Document passage -
━━━━━━━━━━━━━━━━

The solutions we choose to resolve these recurring issues have an affect on our personal lives. They also can have a devastating impact on our business success if we make the wrong choices.

For the first two and a half years at Ugly Mug Marketing, we bounced from goal to goal, and idea to idea.  I often felt like we were just running in circles and not making any progress.  Yep, we had goals, and we did reach many of them.  It’s just that the goals seemed to be scattered and didn’t create any synergy.  Ever had that feeling?

Without a Vision Your Business Will Perish

You’ve undoubtedly heard people talk about the importance of understanding just why a business does what it does, not just how it does it. Ultimately, those businesses that understand the “why” are more successful than those that only know the “how”.

Well, a well defined vision serves as a visible reminder to stay focused on the “why”.  In previous posts I’ve talked about the importance of creating a vision. One of the huge benefits of an organized and defined vision, in addition to drawing attention to the “why”, is that it gives you a clear path to follow.

━━━━━━━━━━━━━━━━

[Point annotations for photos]
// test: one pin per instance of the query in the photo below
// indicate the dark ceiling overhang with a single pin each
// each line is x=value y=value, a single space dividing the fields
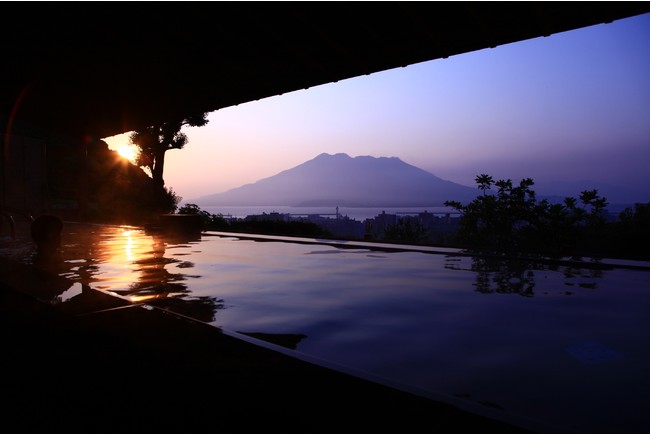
x=98 y=69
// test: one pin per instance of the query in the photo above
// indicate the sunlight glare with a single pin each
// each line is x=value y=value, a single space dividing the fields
x=127 y=151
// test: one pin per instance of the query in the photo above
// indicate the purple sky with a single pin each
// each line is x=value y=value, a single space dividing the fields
x=572 y=106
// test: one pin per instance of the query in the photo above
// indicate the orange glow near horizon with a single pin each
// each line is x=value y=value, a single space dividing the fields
x=130 y=152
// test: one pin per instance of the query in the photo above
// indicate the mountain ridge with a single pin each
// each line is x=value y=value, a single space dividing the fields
x=341 y=180
x=366 y=181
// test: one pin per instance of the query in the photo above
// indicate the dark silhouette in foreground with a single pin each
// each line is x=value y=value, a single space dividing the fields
x=513 y=222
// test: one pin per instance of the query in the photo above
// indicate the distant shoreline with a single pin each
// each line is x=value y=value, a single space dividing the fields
x=356 y=213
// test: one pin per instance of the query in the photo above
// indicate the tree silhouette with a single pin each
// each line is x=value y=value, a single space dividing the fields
x=513 y=221
x=154 y=141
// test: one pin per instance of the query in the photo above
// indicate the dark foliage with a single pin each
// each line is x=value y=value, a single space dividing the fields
x=514 y=222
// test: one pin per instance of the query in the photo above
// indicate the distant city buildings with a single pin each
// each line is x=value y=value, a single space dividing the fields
x=421 y=227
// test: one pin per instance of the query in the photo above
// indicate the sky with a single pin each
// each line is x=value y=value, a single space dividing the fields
x=572 y=106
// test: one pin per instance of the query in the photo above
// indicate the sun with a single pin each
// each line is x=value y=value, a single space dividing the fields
x=120 y=144
x=127 y=151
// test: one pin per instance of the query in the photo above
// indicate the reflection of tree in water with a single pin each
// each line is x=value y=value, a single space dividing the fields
x=162 y=288
x=515 y=276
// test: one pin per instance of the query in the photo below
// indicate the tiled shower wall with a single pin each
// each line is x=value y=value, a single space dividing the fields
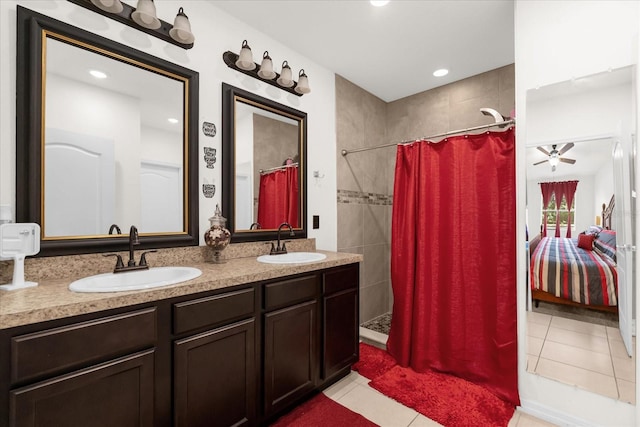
x=365 y=179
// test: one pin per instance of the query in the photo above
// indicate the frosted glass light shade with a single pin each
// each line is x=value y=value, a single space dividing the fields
x=303 y=83
x=245 y=59
x=145 y=15
x=113 y=6
x=285 y=79
x=266 y=68
x=181 y=31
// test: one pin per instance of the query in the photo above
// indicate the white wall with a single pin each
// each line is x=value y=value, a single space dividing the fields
x=216 y=32
x=555 y=41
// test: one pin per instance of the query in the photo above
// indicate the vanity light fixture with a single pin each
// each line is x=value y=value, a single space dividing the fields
x=98 y=74
x=145 y=15
x=245 y=60
x=285 y=79
x=181 y=30
x=243 y=63
x=112 y=6
x=266 y=68
x=303 y=83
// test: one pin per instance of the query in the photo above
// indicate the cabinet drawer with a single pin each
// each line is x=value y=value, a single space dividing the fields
x=290 y=291
x=342 y=279
x=213 y=311
x=57 y=350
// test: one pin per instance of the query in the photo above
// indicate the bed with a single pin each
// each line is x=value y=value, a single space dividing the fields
x=577 y=271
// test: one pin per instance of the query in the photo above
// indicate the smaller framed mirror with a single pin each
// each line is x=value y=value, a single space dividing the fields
x=264 y=162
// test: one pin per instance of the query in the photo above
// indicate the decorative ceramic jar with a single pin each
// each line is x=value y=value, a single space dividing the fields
x=217 y=236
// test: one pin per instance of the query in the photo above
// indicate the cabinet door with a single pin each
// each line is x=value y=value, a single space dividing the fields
x=117 y=393
x=290 y=360
x=340 y=332
x=215 y=377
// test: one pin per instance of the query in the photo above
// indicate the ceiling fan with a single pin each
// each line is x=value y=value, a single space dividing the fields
x=554 y=155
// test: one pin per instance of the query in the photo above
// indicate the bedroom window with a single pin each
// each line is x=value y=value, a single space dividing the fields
x=562 y=212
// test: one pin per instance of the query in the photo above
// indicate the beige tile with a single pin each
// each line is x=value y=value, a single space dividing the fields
x=617 y=348
x=578 y=339
x=377 y=408
x=350 y=231
x=536 y=330
x=422 y=421
x=526 y=420
x=534 y=345
x=583 y=378
x=375 y=224
x=627 y=391
x=578 y=326
x=374 y=301
x=578 y=357
x=625 y=368
x=540 y=318
x=342 y=387
x=377 y=259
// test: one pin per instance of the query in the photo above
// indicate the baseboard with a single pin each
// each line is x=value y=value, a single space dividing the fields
x=551 y=415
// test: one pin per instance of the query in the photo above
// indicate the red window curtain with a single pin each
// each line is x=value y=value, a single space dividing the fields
x=569 y=194
x=278 y=198
x=547 y=192
x=453 y=263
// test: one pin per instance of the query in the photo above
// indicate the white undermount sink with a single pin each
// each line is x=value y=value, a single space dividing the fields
x=135 y=280
x=292 y=258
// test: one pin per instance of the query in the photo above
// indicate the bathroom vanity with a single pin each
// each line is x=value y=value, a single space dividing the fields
x=239 y=345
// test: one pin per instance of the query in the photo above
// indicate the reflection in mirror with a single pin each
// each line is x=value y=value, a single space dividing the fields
x=139 y=160
x=107 y=136
x=263 y=153
x=583 y=315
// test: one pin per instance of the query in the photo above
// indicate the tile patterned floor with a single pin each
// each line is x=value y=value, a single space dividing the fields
x=582 y=354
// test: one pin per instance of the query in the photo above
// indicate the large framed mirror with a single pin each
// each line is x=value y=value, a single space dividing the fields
x=264 y=162
x=107 y=138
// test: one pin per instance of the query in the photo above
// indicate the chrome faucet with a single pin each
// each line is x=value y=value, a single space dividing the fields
x=278 y=250
x=131 y=264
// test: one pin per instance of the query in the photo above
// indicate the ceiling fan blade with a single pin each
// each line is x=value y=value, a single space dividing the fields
x=566 y=148
x=543 y=150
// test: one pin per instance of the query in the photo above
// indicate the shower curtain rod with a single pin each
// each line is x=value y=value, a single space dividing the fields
x=451 y=132
x=278 y=168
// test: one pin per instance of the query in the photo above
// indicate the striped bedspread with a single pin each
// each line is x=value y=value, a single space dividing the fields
x=560 y=267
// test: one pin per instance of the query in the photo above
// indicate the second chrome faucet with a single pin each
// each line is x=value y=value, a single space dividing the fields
x=134 y=240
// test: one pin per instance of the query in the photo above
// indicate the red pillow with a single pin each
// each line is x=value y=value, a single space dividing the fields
x=585 y=241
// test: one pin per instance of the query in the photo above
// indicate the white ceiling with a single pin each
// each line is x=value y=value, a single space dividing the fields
x=389 y=51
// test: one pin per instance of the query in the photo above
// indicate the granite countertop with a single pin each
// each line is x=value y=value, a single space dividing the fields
x=52 y=299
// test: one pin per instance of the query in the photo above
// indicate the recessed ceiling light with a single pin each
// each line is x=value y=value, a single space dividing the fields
x=441 y=72
x=98 y=74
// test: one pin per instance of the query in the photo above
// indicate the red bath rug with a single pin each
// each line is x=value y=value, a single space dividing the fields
x=321 y=411
x=449 y=400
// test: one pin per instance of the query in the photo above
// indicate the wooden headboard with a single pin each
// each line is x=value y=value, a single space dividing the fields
x=607 y=214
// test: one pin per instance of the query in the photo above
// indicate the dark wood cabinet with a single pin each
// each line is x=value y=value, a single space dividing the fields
x=115 y=393
x=290 y=355
x=239 y=356
x=214 y=377
x=340 y=322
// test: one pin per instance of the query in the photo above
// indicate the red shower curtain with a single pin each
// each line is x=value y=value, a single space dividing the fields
x=453 y=264
x=278 y=198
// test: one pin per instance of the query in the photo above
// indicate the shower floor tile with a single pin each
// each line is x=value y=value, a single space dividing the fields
x=380 y=324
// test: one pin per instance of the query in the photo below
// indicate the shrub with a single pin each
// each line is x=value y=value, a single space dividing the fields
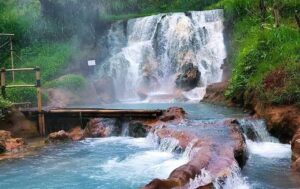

━━━━━━━━━━━━━━━━

Challenges -
- A) Pull out every line of the rows that contains the word "curtain", treating uppercase and lowercase as different.
- B) Carry on the passage about business vision from the point where it ends.

The results -
- A)
// indicate the red window curtain with a single pin each
// indicate the shower curtain rod with a single pin each
// indicate the red shower curtain with a single pin each

- B)
Simply by creating our Ugly Mug Marketing 2014 Vision, it has become much easier to stay focused on what truly matters.  Our 2014 Vision paints a clear picture of  what we will look like on January 1st 2014, but also who will be by that date.

With our vision in place it is far easier to say NO.  Now we are prepared to make sound decisions when someone comes along offering us money in exchange for our time. We are now equipped with the knowledge to know the importance of checking  to see if accepting their project will bring us closer to, or further from, our vision.

Where a Vision Falls Short

Despite all the wonderful things that I can say about creating a vision, it certainly has some limitations.  For example, a vision is not a strategic plan, nor a set of goals.  A vision does not provide specific guidance on what, where and how to focus your time, energy and effort on any given day.

But that’s okay, because a Vision isn’t designed to do those things.  Among the primary benefits of a vision includes that it makes it far easier to create a strategic plan, a set of goals, and stay focused.  These tools definitely affect the day to day issues in a more positive way; eventually resulting in a premium bottom line and successful business reputation.

After the Vision

Once we completed our Vision, it was then time to determine specifically what we would have to do to reach our vision.  This was easy!  We simply took where we were, looked at where our vision indicated we would be, and then created a list of what had to happen to get there.

Here are some of the questions we asked:

-What do we need to start doing?

-What do we need to stop doing?

-What is preventing us from getting there?

-What can help us get there?

-Who is preventing us from getting there?

-Who can help us get there?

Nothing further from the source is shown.